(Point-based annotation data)
************

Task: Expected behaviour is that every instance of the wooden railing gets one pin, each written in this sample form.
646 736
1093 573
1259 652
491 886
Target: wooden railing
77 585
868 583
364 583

************

Stated goal:
Write out every line of the items above, unchanged and in the same order.

Result of the task:
Task: Expected behaviour is that every instance of the wooden railing gets one pin, each written in this sample form.
646 736
1093 573
1259 652
491 886
Target: wooden railing
77 585
868 583
364 583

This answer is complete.